* What to produce: Your task is to write out exactly the lines from the line containing "Timed drill: list bounding boxes for every tree" through the end of the records, inclusive at both ends.

(Records of labeled boxes)
>> BEGIN

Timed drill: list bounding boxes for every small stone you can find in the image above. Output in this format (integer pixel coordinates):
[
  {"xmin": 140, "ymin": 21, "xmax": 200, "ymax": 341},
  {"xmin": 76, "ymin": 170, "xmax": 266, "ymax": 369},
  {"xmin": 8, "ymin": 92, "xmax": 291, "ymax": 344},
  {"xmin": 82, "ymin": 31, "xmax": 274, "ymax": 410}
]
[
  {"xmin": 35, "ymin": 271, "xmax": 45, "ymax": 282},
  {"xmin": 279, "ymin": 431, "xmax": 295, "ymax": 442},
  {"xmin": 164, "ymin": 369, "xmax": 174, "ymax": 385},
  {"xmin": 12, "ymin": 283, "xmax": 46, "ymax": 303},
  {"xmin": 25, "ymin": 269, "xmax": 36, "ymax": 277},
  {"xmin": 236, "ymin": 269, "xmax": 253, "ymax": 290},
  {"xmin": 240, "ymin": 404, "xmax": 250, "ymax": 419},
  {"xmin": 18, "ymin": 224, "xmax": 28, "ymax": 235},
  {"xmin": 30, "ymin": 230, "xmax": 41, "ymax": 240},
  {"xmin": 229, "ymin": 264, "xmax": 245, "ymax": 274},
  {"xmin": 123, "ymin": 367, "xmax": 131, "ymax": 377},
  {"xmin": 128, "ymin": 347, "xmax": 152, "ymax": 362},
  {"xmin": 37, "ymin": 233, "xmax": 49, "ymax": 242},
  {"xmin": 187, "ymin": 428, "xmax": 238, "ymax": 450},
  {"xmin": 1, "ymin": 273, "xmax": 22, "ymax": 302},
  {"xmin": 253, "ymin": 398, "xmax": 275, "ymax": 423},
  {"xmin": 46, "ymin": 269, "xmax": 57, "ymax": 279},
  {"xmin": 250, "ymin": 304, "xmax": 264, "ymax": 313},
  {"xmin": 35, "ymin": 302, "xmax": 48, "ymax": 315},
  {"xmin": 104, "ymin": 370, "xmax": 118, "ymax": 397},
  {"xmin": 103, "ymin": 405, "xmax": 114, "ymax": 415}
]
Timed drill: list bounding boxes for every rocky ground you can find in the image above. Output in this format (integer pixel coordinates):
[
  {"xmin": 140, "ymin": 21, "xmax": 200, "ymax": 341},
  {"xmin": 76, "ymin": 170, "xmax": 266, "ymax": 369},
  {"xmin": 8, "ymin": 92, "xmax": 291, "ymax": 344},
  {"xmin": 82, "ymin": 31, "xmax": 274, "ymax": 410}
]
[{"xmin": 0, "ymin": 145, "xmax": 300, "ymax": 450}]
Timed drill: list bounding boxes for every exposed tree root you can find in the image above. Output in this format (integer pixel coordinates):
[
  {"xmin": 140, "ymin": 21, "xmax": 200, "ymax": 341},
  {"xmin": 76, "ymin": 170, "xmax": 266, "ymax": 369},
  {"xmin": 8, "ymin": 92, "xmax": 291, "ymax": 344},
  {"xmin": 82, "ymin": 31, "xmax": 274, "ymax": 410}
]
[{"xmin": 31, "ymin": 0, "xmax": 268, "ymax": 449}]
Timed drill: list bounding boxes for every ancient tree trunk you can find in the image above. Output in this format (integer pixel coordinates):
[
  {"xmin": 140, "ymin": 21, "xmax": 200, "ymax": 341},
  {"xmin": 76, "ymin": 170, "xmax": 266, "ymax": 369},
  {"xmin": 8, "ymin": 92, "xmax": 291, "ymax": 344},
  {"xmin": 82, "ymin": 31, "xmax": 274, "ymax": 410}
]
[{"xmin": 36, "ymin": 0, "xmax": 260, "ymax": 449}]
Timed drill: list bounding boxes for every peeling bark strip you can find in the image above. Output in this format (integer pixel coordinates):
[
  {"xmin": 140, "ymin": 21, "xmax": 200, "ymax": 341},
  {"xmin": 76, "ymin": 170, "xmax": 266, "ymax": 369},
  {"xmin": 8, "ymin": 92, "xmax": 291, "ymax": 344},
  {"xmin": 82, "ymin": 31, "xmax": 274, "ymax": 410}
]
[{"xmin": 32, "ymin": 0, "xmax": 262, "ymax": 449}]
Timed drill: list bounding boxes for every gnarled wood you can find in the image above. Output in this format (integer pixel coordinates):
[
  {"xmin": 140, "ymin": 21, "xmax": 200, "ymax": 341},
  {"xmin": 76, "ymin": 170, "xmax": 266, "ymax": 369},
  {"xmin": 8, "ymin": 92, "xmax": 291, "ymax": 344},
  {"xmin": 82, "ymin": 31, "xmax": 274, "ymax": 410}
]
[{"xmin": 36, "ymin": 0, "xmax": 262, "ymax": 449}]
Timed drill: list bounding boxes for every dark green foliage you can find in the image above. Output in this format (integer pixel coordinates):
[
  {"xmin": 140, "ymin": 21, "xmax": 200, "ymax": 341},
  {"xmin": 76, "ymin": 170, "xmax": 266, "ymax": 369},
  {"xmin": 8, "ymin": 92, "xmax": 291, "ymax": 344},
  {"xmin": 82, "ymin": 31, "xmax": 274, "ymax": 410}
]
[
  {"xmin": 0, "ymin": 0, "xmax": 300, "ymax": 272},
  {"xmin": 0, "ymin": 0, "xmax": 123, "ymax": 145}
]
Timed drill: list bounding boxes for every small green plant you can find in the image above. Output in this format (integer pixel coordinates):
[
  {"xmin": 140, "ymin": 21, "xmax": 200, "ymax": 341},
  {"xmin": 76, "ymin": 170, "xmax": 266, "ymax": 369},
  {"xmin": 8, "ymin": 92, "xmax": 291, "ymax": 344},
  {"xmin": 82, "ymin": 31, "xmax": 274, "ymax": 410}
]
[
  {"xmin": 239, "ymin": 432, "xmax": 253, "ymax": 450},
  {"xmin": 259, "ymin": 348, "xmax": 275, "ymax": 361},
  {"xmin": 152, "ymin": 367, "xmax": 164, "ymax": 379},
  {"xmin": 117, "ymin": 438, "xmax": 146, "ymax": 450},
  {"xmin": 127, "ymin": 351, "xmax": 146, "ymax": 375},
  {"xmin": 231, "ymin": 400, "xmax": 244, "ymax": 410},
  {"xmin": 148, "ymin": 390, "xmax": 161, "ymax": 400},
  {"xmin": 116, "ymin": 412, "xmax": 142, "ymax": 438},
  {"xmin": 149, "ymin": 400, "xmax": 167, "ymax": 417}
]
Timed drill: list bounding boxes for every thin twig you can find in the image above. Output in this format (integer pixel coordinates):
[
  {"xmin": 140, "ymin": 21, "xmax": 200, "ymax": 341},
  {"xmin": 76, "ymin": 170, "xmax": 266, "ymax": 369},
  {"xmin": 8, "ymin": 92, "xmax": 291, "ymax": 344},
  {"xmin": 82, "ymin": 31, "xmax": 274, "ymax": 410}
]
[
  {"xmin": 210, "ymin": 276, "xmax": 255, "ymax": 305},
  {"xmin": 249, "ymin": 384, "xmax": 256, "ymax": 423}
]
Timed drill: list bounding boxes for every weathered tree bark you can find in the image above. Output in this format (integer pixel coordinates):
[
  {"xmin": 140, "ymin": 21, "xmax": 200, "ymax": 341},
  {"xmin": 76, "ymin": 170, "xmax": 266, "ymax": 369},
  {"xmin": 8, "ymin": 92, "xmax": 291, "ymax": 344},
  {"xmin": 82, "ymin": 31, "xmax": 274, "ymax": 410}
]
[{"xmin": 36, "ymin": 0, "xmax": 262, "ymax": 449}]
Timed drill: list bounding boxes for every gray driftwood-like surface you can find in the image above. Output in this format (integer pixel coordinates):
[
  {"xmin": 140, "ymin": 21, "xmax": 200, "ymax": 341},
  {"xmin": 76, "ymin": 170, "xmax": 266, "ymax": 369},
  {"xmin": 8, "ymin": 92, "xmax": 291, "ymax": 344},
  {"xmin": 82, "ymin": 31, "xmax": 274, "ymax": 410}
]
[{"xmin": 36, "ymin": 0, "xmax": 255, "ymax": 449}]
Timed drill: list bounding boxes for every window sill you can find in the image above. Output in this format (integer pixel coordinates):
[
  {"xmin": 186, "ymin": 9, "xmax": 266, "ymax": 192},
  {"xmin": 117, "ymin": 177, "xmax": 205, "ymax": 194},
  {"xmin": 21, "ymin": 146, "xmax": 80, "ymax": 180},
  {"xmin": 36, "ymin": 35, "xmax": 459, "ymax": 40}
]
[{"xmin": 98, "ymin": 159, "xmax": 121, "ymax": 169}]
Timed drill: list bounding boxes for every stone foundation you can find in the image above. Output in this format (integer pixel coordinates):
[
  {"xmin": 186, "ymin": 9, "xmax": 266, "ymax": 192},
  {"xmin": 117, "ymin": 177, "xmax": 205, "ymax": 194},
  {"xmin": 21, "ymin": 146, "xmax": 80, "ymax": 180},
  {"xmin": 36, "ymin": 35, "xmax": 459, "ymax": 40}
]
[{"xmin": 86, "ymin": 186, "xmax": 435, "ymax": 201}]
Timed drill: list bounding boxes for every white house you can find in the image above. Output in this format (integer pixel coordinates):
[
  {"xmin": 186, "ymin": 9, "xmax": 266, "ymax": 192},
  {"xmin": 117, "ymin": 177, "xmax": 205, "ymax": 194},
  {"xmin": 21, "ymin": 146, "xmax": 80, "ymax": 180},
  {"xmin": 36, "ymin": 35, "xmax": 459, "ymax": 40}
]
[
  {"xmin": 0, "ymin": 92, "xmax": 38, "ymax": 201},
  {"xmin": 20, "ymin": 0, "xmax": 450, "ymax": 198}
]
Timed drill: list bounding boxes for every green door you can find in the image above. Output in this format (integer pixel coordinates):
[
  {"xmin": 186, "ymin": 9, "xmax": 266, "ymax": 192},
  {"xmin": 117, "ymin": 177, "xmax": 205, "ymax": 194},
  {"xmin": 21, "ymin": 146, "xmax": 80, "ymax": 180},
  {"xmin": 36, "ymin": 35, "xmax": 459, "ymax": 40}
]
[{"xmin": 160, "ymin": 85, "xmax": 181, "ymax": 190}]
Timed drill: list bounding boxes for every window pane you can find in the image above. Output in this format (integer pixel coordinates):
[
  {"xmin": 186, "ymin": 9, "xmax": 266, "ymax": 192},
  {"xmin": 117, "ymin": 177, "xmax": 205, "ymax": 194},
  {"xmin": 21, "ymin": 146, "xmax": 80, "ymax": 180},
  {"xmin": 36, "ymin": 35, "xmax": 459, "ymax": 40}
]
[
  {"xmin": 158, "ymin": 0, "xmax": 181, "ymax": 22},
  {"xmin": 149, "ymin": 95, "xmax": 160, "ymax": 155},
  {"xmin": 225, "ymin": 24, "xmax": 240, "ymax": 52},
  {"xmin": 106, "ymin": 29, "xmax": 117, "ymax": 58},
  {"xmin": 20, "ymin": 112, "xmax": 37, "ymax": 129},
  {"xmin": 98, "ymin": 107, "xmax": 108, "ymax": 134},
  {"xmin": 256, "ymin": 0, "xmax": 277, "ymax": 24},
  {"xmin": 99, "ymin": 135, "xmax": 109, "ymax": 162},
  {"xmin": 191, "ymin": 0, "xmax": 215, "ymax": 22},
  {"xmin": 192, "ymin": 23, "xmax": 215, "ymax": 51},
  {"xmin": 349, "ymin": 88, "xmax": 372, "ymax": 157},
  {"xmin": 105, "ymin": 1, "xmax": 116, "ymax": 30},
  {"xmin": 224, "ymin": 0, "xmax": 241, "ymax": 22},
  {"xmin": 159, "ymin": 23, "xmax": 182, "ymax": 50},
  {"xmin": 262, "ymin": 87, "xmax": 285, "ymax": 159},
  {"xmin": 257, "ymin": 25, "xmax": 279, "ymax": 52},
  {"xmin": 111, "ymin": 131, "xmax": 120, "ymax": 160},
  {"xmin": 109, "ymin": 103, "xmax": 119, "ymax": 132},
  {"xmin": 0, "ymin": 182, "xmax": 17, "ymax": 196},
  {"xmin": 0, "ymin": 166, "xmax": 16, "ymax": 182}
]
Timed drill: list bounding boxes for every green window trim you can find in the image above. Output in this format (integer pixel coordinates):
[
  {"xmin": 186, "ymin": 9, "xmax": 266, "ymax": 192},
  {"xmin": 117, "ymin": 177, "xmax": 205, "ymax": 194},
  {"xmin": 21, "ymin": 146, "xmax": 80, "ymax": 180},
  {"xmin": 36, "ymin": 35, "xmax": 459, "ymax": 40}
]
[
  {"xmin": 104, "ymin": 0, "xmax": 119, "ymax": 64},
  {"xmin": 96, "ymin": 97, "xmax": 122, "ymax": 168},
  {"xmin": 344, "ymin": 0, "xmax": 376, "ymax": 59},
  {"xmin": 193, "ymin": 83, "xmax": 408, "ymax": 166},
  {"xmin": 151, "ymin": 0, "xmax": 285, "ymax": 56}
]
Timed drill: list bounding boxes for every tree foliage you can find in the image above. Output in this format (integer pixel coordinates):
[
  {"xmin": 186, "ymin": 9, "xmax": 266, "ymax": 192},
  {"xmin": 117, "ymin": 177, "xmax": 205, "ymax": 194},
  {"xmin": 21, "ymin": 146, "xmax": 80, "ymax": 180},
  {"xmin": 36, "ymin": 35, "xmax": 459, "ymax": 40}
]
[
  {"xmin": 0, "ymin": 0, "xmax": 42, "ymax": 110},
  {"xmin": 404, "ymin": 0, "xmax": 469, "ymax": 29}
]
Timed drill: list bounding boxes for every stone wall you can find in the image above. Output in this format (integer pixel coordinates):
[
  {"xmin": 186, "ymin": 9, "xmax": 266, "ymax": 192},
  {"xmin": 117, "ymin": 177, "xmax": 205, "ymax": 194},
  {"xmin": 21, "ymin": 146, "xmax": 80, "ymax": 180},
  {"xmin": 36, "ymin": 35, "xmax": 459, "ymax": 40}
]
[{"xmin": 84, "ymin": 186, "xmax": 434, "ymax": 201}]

>> END

* Solution for this problem:
Timed drill: list bounding boxes for every tree foliage you can find in the image above. Output in this format (integer pixel coordinates):
[
  {"xmin": 186, "ymin": 9, "xmax": 266, "ymax": 192},
  {"xmin": 117, "ymin": 177, "xmax": 205, "ymax": 194},
  {"xmin": 21, "ymin": 146, "xmax": 80, "ymax": 180},
  {"xmin": 36, "ymin": 35, "xmax": 459, "ymax": 40}
]
[
  {"xmin": 0, "ymin": 0, "xmax": 42, "ymax": 110},
  {"xmin": 404, "ymin": 0, "xmax": 469, "ymax": 29}
]
Timed drill: list bounding boxes for every stone wall you can find in the image above. Output in this format (integer pixel coordinates):
[
  {"xmin": 186, "ymin": 9, "xmax": 266, "ymax": 192},
  {"xmin": 117, "ymin": 177, "xmax": 205, "ymax": 194},
  {"xmin": 21, "ymin": 146, "xmax": 80, "ymax": 180},
  {"xmin": 36, "ymin": 35, "xmax": 459, "ymax": 40}
]
[{"xmin": 84, "ymin": 186, "xmax": 434, "ymax": 201}]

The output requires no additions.